BRIEF »
Copy the listing from the line containing "Target: racket handle grip" down to the line containing "(1152, 624)", swapping "black face mask" for "dark face mask" and leaving everything else unchanged.

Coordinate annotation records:
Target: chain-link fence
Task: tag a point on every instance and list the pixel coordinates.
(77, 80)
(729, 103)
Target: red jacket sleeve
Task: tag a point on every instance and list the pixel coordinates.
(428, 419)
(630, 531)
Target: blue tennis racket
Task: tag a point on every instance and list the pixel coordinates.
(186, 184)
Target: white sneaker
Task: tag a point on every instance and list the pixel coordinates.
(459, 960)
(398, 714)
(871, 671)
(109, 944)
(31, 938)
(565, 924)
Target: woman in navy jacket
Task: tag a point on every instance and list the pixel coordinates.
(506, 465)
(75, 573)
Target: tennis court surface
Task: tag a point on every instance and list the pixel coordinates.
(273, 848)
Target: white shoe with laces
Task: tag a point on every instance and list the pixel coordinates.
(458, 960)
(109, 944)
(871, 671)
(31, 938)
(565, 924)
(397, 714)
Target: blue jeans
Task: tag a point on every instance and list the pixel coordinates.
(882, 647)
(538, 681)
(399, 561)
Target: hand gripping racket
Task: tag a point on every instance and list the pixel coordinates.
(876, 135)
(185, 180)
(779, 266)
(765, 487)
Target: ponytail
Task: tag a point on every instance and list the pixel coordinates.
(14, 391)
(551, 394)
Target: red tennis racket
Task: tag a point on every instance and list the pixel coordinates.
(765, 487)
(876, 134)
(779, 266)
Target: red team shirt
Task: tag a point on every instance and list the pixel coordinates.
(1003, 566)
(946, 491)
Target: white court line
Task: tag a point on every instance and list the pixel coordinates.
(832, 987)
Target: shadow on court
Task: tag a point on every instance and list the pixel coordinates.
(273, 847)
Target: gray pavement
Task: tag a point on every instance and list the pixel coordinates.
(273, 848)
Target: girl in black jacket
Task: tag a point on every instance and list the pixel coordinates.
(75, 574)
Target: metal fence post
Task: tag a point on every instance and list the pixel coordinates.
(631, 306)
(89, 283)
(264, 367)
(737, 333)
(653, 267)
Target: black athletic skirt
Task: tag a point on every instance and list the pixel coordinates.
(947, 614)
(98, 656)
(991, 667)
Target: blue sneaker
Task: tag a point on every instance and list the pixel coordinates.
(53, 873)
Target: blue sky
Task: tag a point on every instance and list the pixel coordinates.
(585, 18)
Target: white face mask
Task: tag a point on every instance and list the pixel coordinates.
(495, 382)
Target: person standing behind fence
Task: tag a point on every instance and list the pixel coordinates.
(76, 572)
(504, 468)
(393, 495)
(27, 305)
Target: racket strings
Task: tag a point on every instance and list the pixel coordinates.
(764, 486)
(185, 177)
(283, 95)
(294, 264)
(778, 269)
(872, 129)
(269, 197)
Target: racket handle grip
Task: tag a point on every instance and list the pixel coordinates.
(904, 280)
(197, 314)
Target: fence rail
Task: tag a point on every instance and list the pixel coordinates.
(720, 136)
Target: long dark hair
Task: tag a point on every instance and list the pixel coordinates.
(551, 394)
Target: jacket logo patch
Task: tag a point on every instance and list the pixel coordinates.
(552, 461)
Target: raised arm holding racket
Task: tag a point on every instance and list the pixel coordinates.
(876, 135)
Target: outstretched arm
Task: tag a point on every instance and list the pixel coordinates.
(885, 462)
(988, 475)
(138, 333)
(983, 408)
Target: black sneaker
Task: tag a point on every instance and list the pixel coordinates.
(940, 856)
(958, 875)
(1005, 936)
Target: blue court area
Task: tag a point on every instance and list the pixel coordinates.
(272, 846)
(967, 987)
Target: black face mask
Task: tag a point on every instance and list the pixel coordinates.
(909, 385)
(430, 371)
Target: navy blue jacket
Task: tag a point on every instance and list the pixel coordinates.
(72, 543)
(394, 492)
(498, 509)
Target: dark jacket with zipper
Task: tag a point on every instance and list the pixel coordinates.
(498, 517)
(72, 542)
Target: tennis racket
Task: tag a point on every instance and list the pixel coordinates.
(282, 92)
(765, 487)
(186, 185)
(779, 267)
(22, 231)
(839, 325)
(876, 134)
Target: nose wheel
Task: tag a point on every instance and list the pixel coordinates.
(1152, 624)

* * *

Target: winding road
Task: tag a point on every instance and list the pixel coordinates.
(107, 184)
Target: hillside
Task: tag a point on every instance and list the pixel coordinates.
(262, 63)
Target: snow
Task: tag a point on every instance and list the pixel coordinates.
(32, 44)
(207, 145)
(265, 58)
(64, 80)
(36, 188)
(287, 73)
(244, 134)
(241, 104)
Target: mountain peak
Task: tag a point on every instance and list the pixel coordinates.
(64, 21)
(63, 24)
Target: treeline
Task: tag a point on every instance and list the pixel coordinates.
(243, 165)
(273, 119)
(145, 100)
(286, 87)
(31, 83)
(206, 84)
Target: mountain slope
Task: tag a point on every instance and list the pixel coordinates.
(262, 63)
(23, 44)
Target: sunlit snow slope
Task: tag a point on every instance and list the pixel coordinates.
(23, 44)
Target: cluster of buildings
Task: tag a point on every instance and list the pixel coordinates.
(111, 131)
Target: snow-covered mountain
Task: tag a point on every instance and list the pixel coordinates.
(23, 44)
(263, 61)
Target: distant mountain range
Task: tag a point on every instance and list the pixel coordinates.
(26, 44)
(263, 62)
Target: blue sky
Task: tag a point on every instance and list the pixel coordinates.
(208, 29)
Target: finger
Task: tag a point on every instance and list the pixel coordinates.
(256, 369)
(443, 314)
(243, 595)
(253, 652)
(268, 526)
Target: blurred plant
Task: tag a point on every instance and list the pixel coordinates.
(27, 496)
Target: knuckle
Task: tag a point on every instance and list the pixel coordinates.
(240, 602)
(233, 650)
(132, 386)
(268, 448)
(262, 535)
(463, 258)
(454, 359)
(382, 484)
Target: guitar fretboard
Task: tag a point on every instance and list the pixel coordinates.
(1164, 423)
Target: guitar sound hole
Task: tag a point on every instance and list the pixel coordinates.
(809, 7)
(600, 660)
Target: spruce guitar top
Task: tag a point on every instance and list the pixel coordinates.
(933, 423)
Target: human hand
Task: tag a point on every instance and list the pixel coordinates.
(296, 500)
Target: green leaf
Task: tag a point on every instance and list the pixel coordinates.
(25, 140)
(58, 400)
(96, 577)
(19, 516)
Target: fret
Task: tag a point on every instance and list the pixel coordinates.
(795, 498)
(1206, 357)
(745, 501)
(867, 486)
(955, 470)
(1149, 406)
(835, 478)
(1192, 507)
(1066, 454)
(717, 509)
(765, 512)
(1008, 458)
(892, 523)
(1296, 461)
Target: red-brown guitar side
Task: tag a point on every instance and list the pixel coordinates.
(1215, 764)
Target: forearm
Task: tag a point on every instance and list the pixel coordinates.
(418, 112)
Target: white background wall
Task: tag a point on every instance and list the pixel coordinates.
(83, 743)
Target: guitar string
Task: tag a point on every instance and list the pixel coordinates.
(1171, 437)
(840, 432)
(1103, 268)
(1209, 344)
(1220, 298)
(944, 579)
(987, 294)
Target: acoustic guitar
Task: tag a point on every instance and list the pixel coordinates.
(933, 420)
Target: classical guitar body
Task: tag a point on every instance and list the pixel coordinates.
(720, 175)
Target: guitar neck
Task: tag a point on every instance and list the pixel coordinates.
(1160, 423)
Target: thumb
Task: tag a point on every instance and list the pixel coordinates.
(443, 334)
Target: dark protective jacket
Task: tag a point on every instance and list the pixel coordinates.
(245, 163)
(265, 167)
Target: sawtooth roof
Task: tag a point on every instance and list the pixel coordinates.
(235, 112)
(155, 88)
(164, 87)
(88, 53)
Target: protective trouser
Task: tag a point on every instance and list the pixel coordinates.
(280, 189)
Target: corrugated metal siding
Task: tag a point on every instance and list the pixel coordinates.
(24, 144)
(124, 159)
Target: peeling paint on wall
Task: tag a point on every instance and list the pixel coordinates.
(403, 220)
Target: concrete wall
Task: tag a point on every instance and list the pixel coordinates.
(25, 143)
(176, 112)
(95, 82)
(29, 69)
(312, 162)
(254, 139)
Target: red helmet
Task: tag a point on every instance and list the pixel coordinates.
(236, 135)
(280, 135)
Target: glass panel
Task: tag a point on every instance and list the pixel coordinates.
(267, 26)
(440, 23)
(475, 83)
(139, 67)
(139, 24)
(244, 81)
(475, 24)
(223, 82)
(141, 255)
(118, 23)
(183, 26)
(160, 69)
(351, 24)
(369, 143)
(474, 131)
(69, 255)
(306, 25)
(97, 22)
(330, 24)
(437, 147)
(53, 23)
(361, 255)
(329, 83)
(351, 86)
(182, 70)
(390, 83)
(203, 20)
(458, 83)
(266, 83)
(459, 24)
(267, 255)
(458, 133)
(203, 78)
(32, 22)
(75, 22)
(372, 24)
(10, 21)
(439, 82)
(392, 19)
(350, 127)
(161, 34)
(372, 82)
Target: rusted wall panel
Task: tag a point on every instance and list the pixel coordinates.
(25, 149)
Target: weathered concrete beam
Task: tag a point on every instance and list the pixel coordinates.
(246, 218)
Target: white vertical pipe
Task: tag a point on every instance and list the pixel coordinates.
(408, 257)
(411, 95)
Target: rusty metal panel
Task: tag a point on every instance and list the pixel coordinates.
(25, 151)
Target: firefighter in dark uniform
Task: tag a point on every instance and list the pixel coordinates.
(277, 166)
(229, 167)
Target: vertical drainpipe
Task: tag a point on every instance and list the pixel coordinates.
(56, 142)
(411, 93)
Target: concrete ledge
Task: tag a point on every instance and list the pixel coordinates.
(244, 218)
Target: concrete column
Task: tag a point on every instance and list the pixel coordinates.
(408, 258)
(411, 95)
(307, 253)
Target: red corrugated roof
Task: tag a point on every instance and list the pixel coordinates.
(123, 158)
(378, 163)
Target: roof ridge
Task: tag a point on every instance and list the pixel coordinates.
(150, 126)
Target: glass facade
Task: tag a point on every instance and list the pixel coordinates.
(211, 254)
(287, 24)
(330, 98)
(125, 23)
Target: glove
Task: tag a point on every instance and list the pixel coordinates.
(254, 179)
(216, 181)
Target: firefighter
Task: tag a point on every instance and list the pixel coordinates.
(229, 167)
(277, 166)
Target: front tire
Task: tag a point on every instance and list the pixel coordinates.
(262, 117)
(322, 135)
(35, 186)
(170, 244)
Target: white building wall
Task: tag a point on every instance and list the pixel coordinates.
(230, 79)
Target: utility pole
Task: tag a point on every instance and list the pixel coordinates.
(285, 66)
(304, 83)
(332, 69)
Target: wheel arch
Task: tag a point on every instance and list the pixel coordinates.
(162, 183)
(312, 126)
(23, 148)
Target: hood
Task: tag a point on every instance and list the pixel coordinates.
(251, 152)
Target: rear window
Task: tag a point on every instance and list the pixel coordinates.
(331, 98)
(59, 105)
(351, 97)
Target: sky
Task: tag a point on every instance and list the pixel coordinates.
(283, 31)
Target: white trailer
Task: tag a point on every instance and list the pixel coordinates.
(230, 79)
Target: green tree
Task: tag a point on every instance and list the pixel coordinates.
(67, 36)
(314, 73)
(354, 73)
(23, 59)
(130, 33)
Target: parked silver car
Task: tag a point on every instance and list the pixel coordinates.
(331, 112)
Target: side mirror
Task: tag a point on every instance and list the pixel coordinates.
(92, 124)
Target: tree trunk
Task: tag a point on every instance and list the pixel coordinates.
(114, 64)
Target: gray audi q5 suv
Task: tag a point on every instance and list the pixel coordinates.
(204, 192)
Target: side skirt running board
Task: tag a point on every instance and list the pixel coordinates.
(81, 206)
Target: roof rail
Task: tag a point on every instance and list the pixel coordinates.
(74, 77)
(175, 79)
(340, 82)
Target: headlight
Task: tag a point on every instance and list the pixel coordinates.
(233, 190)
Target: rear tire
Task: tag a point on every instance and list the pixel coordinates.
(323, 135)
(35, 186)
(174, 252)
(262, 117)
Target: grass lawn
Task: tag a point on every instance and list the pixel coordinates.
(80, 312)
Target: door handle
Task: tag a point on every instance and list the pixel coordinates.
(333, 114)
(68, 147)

ANSWER FOR THE TASK »
Target: racket handle grip
Task: tag a point on every instance and list the pixel coordinates.
(904, 280)
(197, 314)
Target: fence rail
Task: tag a point on every instance and list the pixel coordinates.
(720, 136)
Target: long dark hair
Task: tag a point on every instance and list the pixel coordinates.
(551, 394)
Target: jacket logo patch
Task: tag a point on every instance and list the pixel coordinates.
(552, 461)
Target: raised arm holding racket
Task: tag a point on every instance and list the pixel coordinates.
(876, 135)
Target: outstretched arm
Task: tag a point on every instance and list the pixel coordinates.
(885, 462)
(988, 475)
(138, 333)
(983, 408)
Target: black sneaker
Task: tag a point on every instance and list the pixel coordinates.
(940, 856)
(958, 875)
(1005, 936)
Target: blue court area
Task: tag a point on every instance and list the pixel coordinates.
(272, 846)
(967, 987)
Target: dark face mask
Task: tag a point on every instance and list the pixel coordinates.
(909, 385)
(430, 371)
Target: navy blue jacket
Task: tag a point on every instance and list the pixel coordinates.
(72, 543)
(394, 492)
(498, 509)
Target: dark jacket with zipper
Task: tag a point on every instance and list the pixel coordinates.
(498, 517)
(72, 542)
Target: tennis racket
Task: tag a point on every instance and list the pixel coordinates.
(282, 92)
(765, 487)
(186, 185)
(779, 267)
(22, 231)
(839, 325)
(876, 134)
Target: nose wheel
Task: tag a point on every instance and list the pixel coordinates.
(1152, 624)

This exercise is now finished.